Data supplied:
· · · · ·

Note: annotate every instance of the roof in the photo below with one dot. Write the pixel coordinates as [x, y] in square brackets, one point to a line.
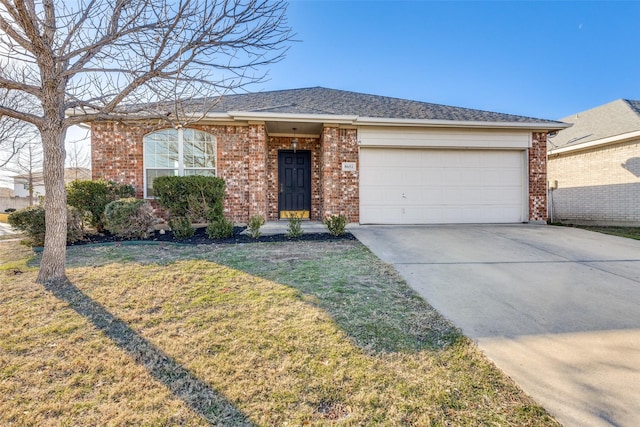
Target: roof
[606, 123]
[322, 105]
[323, 101]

· · · · ·

Aim: Reproduce the listing above verbatim, omitting the pictures.

Task solution:
Note: annotate every instance of the roof in the photo below with one dot. Write the pixel coordinates as [x, y] in square brackets, one point to a line.
Target: roof
[606, 123]
[322, 105]
[323, 101]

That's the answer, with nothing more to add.